Provided data:
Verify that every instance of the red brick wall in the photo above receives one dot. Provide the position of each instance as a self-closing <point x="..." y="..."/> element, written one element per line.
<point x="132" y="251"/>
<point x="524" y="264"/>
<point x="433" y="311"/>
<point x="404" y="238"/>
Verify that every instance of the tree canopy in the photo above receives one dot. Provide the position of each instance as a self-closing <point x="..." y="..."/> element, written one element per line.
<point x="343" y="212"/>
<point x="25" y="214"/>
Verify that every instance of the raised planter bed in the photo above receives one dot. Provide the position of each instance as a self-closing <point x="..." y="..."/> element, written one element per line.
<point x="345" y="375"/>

Goal of the exercise: Exactly the lines from the one containing "Verify that every instance of the tree" through the last line of the records are to be transcribed, both endpoints included.

Task answer:
Verify that every instance of the tree canopy in the photo above receives one dot. Provide the position of each instance as a self-closing <point x="..." y="..."/> element, written one element per line.
<point x="343" y="212"/>
<point x="25" y="214"/>
Verify that every instance of the raised planter bed in the photo above receives one dot. Provide the position of each instance as a self-closing <point x="..." y="..."/> element, written one element per line.
<point x="345" y="375"/>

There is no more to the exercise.